-- Excerpt follows --

Thirty-three states enacted nearly 480 abortion restrictions between January 2011 and May 2019, according to the Guttmacher Institute.

Some of those abortion restrictions were later struck down in litigation.

“If you want to stop bad laws, start by changing the people who make them. And that starts with state legislatures and city councils. But in particular, when it comes to laws that come before the Supreme Court, it’s state legislatures,” she said. “The laws that will get challenged to overturn Roe v. Wade are not congressional. It’s the Louisiana and Texas and Alabama and Georgia laws.”

Ann Johnson, a Democrat running for the Texas House of Representatives, has highlighted reproductive rights in her campaign. She is among a group of Democrats trying to flip the chamber. Johnson said she saw a surge in donations following Ginsburg’s death. More people have also been reaching out about volunteer opportunities.

“I think people are in a heightened moment of awareness of what it means to try to protect women’s rights in Texas, in which we’ve had a long history of Republicans taking it away,” she said.

-- Excerpt concluded --
-- Data follows --

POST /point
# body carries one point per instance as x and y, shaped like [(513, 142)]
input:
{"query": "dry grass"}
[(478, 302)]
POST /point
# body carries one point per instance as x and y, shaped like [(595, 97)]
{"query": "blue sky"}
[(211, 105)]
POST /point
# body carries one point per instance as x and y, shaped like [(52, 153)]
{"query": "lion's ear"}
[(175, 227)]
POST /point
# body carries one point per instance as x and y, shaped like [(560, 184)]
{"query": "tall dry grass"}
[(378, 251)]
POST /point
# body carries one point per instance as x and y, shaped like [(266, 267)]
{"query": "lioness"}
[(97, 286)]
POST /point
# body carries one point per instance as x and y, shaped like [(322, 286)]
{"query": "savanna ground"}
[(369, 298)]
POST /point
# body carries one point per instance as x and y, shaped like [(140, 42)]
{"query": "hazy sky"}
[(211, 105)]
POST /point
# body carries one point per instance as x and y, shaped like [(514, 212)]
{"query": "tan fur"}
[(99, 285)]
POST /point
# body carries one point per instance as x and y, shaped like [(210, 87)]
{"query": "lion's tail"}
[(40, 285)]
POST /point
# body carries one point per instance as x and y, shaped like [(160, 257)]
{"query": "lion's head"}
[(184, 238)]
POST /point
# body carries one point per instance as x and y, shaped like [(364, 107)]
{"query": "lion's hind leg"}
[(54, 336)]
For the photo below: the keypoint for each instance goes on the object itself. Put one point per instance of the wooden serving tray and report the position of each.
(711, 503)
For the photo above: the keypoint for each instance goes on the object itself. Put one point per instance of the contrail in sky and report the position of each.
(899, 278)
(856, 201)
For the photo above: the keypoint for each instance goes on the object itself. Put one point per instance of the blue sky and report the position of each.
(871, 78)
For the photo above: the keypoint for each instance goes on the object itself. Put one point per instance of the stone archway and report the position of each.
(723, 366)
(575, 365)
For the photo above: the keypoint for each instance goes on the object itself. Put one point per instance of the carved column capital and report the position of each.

-- Data concluded --

Exercises:
• a. Reproduce the stretch of the excerpt on state abortion laws from "Thirty-three states enacted" through "down in litigation.".
• b. Answer these questions using the excerpt on state abortion laws.
(i) How many states enacted abortion restrictions between January 2011 and May 2019?
(ii) For which legislative body is Ann Johnson running?
(iii) What did Johnson see following Ginsburg's death?
• c. According to the excerpt on state abortion laws, why does the speaker in the first quotation single out state legislatures when it comes to laws that come before the Supreme Court?
These records were taken from a different source than the text.

Results of the exercise:
• a.
Thirty-three states enacted nearly 480 abortion restrictions between January 2011 and May 2019, according to the Guttmacher Institute.

Some of those abortion restrictions were later struck down in litigation.

• b.
(i) Thirty-three states.
(ii) The Texas House of Representatives.
(iii) A surge in donations.

• c. The speaker says that the laws that will be challenged to overturn Roe v. Wade are not congressional. They are state laws from places such as Louisiana, Texas, Alabama and Georgia, so changing who sits in state legislatures matters most.